### TASK INPUT
-*-
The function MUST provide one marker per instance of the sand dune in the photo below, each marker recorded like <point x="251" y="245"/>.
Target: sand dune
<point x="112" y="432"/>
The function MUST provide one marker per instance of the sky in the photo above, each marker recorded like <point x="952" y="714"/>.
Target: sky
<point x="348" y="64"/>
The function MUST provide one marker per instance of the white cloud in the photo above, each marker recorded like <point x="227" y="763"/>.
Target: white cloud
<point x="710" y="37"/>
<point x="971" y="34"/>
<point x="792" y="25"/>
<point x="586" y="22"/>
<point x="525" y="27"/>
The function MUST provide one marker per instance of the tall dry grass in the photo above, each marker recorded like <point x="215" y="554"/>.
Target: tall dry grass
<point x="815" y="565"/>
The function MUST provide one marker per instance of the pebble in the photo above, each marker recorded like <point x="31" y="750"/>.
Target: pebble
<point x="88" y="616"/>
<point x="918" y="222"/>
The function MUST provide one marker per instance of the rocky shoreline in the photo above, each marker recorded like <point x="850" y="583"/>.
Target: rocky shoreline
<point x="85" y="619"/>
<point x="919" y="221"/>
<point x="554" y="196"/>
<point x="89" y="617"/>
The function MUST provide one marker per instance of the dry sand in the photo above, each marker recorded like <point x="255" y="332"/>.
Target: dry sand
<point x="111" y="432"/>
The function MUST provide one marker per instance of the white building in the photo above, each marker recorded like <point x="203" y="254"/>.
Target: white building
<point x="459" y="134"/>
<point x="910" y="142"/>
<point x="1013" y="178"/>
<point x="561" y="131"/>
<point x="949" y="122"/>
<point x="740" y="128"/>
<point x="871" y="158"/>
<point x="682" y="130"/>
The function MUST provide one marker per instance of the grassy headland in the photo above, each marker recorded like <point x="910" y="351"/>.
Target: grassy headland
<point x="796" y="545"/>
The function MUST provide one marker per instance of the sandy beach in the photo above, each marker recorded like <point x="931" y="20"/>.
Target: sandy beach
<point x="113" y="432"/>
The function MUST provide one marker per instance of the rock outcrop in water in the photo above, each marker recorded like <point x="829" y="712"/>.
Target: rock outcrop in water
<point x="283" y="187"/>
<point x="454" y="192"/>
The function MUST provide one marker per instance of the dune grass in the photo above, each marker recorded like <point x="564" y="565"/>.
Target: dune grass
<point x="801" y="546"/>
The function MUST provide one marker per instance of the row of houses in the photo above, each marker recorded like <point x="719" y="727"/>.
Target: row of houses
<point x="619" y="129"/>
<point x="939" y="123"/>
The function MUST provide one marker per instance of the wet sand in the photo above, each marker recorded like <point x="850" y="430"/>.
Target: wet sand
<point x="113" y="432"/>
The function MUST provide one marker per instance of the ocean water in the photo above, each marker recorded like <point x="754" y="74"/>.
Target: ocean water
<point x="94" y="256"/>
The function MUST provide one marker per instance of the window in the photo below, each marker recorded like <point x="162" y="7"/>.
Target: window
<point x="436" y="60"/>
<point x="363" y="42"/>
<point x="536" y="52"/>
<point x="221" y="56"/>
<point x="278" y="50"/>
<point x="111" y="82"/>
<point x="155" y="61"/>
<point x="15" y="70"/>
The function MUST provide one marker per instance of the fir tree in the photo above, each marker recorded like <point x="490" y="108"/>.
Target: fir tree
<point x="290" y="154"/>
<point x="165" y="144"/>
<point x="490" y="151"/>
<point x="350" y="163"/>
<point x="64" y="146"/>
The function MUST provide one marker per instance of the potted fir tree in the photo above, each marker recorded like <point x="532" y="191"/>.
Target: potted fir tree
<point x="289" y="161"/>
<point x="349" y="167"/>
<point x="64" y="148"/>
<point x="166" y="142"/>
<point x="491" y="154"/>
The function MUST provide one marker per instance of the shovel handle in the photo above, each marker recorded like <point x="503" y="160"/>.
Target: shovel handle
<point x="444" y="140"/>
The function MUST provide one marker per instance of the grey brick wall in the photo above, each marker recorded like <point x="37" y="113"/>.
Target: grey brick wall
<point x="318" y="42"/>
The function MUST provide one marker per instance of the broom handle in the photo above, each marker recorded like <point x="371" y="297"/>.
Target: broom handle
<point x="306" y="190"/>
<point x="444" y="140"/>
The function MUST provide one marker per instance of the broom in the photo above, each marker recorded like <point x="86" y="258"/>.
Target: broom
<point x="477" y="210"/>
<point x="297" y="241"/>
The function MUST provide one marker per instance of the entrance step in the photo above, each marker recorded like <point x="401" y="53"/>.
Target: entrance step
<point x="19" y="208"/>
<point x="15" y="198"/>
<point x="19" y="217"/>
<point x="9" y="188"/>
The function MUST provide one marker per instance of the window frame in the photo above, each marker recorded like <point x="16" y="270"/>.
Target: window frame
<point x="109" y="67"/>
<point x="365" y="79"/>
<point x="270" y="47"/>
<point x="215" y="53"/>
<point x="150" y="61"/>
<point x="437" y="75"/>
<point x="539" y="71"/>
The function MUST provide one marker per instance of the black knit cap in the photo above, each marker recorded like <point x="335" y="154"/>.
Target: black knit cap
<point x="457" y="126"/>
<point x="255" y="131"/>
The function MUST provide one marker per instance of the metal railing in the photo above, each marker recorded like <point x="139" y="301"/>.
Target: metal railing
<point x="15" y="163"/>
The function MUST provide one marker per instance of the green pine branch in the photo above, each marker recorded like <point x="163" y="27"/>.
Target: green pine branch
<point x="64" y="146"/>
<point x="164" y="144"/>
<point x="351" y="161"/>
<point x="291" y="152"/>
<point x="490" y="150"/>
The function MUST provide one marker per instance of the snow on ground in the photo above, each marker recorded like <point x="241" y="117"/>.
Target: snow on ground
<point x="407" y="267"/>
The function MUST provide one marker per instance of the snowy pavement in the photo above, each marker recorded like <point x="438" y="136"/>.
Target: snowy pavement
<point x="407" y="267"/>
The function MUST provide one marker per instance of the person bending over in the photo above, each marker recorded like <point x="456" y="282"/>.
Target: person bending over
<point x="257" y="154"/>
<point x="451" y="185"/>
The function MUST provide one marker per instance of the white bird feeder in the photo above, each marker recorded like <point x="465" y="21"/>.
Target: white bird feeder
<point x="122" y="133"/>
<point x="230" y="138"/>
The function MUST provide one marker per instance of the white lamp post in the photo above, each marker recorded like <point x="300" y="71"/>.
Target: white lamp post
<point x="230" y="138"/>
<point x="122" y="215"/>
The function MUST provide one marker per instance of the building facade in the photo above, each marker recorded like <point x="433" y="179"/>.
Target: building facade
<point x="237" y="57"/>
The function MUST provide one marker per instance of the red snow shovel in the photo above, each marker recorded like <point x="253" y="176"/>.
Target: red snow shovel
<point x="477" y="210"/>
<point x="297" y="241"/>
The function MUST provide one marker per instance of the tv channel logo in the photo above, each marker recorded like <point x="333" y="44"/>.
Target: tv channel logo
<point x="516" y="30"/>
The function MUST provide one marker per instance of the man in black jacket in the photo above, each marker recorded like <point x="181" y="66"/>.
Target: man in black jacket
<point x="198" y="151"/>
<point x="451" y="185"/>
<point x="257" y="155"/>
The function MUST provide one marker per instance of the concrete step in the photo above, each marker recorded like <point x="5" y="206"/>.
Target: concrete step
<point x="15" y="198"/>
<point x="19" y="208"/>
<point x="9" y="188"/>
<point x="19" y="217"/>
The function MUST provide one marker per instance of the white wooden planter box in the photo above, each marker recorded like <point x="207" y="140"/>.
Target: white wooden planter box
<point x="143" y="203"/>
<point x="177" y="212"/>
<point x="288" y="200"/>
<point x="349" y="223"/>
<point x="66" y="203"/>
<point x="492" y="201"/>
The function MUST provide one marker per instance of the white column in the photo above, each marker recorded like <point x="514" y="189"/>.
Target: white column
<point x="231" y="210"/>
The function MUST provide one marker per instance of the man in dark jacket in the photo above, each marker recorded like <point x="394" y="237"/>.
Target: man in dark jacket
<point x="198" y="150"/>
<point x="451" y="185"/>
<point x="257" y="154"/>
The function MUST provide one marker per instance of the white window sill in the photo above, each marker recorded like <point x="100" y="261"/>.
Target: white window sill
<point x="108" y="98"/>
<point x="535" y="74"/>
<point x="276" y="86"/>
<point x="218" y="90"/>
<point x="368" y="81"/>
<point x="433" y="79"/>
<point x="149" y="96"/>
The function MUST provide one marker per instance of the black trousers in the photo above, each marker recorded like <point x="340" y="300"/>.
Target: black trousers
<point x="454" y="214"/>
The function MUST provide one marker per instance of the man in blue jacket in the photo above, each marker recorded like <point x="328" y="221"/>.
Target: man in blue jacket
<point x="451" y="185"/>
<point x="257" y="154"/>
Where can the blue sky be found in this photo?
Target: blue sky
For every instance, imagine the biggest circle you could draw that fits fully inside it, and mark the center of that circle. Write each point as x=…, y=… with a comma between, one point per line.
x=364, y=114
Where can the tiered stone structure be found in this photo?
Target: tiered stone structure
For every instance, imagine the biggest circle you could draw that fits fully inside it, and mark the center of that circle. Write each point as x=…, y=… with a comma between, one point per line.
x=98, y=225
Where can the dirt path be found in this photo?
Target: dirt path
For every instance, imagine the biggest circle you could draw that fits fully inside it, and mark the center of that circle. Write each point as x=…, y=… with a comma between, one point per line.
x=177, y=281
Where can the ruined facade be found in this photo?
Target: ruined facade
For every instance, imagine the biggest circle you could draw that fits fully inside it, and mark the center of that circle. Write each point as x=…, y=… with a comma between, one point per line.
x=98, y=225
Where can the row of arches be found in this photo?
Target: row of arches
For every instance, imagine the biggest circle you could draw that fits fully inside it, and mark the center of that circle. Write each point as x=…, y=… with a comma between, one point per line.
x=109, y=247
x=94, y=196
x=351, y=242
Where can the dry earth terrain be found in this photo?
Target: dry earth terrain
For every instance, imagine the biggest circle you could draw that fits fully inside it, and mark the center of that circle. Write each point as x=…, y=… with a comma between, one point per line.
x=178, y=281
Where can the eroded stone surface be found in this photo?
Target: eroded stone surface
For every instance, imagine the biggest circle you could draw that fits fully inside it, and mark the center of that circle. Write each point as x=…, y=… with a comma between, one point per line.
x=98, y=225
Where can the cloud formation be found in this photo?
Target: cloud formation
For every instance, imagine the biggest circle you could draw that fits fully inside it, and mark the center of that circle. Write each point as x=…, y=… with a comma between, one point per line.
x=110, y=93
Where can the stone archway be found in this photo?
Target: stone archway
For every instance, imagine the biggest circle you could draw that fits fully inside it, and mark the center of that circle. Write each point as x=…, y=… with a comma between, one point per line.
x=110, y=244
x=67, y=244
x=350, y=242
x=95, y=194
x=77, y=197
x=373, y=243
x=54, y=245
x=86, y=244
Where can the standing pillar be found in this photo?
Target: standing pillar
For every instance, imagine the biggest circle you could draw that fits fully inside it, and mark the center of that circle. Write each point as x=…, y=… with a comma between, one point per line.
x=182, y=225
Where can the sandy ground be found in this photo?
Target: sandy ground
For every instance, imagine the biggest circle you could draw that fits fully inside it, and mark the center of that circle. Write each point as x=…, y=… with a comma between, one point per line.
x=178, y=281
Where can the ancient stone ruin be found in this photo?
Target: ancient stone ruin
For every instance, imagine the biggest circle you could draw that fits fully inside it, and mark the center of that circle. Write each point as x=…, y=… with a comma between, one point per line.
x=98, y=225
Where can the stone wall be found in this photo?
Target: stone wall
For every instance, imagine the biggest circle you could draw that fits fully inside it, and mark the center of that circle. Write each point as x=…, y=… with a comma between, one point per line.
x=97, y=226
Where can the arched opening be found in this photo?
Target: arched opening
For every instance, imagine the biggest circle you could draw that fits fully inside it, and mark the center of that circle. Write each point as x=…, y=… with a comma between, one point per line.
-*-
### ASSIGNED TASK
Go through the data and gather every line that holds "earth".

### YOUR SOLUTION
Where can the dry earth terrain be found in this photo?
Target: dry earth terrain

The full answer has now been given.